DATA TO PROCESS
....

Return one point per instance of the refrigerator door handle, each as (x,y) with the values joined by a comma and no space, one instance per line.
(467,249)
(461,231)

....

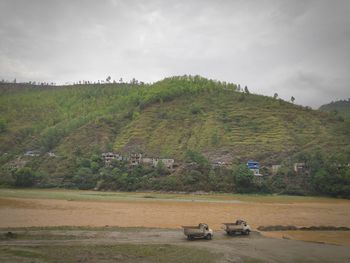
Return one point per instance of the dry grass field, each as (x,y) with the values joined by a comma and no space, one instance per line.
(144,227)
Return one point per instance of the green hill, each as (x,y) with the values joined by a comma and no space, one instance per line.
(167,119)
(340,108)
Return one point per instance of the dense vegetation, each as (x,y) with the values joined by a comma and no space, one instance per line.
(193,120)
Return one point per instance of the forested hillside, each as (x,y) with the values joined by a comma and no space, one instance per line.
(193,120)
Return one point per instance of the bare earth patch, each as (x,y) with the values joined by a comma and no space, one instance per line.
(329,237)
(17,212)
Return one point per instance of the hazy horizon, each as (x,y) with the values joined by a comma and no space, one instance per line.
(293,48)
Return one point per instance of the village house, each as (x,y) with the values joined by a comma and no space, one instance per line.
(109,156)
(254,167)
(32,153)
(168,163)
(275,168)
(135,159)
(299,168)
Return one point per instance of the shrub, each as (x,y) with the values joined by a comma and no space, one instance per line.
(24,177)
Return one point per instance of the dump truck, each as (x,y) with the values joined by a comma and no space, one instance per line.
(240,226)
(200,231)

....

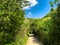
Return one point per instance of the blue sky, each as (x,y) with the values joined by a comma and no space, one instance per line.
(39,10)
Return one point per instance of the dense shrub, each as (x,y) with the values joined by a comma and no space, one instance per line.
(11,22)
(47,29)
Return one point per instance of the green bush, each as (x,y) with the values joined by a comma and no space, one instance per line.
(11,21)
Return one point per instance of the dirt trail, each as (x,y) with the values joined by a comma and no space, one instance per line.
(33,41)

....

Pick out and copy every line of the data above that contains the string "dense". Case counts.

Return one point per instance of the dense vegetation, each as (x,y) with the values joined by a comma and no space, one instance per line.
Return one point per instance of the dense shrub, each as (x,y) with the values joined by a comma and no space, one instance per line.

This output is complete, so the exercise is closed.